▶ [Required work]
1) From the forum thread below, output the part that opens with the words containing "Anyone who doesn't" and closes with "or shut up.".
2) In the forum thread below, turn the paragraph beginning "As bad as the Republicans have been shown" into a short bulleted list that keeps its main points.
3) Summarize the forum thread below in three sentences.

▶ [Selected extract]
= = = = = = =

Even CNN and BBC are better.


----------



## supermist (Jan 18, 2019)

Was "Emo"crats an accident? It made me chuckle.


----------



## Deleted User (Jan 18, 2019)

They keep saying that they have a smoking gun. Over and over and over again, but still nothing.

It's high time they either put up or shut up, because at this point it's fucking pathetic that they keep whining that Trump won.

Anyone who doesn't blindly follow liberalism is sick to death of this shite, and will actively vote against the Dems just to spite them, so again:

Put up or shut up.


----------



## supermist (Jan 18, 2019)

Also, this should have been enough to impeach him:
https://www.npr.org/2019/01/16/6859...nt-ignored-emoluments-clause-with-trump-hotel


----------



## Megadriver94 (Jan 18, 2019)

As bad as the Republicans have been shown to be even today, the Democrats are even worse. I hope that by 2035 the 2-party system in the US crumbles. I'd rather vote American Independent or even Libertarian these days.


----------



## supermist (Jan 18, 2019)

Megadriver94 said:


> As bad as the Republicans have been shown to be even today, the Democrats are even worse. I hope that by 2035 the 2-party system in the US crumbles. I'd rather vote American Independent or even Libertarian these days.



Worse how?


----------



## Thunder Hawk (Jan 18, 2019)

Emocrats? xD
Buzzfeed? lol
oRaNgE mAn bAd

Anyway, this is a nothingburger and Trump won't get impeached over this.


----------



## Megadriver94 (Jan 18, 2019)

supermist said:


> Worse how?


1. Often being against just about any kind of border security, be it border walls, putting sentry turrets+armed guards on the Mexican border, etc.
2. Pandering highly to identity politics in many of the states they dominate, not calling out #BLM and Antifa shitbags on their use of violence towards people who don't agree with them.
3. OBSSESSION with weakening the 2nd amendment via the Brady Law and taking advantage of recent school shootings to justify gun control because "muh safety and muh kids" BS.
4. Blatant fucking hypocrisy on things like the Benghazi incident and Obama as to his track record.


----------



## 210modz (Jan 18, 2019)

ahhhhh......The monthly "we got him this time" report. not gonna happen captain. Build the damn wall and throw these dipshits on the other side.

= = = = = = =

▶ [Information provided]
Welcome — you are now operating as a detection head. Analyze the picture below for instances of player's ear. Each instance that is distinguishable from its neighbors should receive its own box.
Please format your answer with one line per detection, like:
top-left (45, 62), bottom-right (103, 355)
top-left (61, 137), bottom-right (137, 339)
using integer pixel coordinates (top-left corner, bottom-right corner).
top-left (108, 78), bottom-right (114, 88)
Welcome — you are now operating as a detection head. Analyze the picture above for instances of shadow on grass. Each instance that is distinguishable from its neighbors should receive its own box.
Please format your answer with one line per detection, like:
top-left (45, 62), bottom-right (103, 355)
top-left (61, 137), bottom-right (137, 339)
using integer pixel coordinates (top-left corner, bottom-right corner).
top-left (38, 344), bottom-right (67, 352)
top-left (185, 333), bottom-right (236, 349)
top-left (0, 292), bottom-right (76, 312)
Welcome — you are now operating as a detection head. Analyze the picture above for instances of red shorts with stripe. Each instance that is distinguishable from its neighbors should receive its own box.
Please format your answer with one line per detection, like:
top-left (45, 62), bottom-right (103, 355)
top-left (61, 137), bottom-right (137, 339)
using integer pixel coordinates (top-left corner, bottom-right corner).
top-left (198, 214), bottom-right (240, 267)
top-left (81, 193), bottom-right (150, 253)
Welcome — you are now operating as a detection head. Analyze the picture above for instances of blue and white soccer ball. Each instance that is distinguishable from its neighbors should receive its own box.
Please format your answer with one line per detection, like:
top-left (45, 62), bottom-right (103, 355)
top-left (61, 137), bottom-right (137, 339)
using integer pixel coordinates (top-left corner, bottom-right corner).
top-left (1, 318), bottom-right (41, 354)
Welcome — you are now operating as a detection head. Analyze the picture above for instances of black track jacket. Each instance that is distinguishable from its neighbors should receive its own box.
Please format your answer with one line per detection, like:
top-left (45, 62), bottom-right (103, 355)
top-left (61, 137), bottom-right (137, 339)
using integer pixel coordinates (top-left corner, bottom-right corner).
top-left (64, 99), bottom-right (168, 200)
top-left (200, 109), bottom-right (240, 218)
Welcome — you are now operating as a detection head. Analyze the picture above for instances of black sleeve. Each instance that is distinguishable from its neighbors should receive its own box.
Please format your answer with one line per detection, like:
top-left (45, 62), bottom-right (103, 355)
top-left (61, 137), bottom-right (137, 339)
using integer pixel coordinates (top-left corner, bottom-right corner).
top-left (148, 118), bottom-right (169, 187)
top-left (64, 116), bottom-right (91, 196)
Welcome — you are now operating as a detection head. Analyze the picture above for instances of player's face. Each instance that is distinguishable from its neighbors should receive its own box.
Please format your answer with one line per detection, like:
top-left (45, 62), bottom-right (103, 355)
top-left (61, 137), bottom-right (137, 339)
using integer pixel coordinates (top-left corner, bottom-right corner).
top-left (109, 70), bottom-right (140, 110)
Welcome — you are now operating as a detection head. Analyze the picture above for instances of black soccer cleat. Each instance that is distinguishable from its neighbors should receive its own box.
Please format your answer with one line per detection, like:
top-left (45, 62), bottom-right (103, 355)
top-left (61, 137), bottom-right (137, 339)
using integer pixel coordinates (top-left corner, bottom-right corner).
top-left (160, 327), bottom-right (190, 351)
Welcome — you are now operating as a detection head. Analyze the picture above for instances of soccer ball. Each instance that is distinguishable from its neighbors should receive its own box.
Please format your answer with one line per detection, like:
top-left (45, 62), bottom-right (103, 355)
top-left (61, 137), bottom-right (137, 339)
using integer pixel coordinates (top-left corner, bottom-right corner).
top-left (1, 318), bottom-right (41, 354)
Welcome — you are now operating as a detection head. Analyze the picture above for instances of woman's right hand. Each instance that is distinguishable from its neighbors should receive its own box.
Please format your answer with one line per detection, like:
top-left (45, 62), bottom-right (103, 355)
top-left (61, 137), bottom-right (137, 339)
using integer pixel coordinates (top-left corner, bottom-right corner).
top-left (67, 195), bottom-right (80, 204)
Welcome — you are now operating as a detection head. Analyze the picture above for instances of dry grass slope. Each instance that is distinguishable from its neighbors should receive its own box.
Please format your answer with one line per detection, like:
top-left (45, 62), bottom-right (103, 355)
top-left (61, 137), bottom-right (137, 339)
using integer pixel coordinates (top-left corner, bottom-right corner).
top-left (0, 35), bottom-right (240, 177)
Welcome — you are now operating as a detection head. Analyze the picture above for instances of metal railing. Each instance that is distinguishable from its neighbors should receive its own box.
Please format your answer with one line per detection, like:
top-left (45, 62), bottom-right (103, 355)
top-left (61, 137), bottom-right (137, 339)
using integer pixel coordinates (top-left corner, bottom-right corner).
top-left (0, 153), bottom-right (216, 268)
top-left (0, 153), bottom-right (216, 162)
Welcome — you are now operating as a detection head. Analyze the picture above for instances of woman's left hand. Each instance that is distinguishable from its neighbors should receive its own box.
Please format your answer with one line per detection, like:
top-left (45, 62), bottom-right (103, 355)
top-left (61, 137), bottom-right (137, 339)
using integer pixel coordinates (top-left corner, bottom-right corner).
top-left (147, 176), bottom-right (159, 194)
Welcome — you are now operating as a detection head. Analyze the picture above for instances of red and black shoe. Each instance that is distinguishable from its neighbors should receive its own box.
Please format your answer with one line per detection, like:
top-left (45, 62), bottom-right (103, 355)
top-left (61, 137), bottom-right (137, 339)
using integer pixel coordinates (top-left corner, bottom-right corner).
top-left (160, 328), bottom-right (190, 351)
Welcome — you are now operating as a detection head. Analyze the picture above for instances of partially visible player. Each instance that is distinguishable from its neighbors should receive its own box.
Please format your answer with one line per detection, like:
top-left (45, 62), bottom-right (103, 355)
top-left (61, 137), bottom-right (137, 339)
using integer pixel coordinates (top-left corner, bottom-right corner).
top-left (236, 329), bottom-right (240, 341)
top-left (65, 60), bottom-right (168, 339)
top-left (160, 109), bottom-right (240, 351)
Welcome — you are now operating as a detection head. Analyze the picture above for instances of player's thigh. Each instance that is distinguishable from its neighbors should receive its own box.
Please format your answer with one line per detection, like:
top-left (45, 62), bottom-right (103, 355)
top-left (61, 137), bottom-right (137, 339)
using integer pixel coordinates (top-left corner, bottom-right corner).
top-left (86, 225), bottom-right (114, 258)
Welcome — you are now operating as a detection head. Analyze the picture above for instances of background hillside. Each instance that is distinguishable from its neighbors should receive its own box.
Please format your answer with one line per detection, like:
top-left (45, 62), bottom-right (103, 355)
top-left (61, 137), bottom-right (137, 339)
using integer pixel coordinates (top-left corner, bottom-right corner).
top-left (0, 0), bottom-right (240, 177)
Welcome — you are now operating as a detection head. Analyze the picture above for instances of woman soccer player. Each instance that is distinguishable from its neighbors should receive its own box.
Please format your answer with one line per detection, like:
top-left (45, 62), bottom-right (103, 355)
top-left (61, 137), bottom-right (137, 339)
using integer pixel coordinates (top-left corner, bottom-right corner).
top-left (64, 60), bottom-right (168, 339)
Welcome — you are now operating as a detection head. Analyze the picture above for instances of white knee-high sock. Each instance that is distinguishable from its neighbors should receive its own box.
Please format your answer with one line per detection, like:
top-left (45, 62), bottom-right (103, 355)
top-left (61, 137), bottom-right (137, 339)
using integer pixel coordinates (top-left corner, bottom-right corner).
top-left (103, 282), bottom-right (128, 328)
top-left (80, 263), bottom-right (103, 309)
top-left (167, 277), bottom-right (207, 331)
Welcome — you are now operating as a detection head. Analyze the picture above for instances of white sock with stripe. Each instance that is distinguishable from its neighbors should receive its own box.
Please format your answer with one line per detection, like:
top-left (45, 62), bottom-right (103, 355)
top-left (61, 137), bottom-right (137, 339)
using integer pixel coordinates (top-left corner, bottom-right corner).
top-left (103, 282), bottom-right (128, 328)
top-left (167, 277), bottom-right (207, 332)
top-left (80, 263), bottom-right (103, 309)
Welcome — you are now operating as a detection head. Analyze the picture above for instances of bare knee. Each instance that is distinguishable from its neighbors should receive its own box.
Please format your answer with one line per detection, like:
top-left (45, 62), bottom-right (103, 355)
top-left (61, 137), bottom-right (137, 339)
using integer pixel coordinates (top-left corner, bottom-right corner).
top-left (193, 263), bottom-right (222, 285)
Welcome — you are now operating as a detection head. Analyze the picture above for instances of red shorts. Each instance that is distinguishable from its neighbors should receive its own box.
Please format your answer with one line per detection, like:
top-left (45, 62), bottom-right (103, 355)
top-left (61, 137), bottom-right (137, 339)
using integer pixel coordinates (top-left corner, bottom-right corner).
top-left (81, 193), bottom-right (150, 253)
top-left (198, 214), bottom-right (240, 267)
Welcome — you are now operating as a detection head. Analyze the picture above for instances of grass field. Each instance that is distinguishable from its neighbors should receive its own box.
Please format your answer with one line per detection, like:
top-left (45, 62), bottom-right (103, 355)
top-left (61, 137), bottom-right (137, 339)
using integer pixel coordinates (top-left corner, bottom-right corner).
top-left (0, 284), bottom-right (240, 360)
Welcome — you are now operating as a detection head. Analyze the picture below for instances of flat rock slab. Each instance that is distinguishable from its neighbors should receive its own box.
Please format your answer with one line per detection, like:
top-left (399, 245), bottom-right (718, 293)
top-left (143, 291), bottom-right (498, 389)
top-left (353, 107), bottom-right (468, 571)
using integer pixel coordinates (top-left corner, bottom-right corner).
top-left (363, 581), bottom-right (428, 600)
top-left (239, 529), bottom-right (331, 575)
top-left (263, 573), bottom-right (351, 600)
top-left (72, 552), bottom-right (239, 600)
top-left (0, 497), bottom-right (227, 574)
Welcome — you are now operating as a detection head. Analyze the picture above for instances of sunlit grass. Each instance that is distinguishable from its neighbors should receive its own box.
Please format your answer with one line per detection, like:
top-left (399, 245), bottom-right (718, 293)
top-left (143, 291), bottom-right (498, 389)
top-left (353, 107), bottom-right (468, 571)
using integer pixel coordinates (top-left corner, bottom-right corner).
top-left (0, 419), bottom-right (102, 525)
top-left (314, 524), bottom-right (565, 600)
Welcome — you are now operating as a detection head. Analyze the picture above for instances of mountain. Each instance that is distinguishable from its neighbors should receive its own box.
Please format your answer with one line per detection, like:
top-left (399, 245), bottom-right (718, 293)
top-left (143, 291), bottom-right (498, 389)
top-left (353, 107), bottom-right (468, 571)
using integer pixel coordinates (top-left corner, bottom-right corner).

= = = = = = =

▶ [Results by task]
1)
Anyone who doesn't blindly follow liberalism is sick to death of this shite, and will actively vote against the Dems just to spite them, so again:

Put up or shut up.

2)
- Republicans have been shown to be bad, but the poster considers the Democrats even worse.
- The poster hopes the US two-party system crumbles by 2035.
- The poster would rather vote American Independent or even Libertarian.

3) Several posters dismiss the latest claims against Trump, saying the Democrats keep announcing a smoking gun without producing anything and predicting he won't be impeached over this. Supermist argues instead that a linked NPR story about the emoluments clause and a Trump hotel should have been enough to impeach him. Megadriver94 calls the Democrats worse than the Republicans, citing their stances on border security, identity politics and gun control, along with what the poster calls hypocrisy over Benghazi and Obama's record.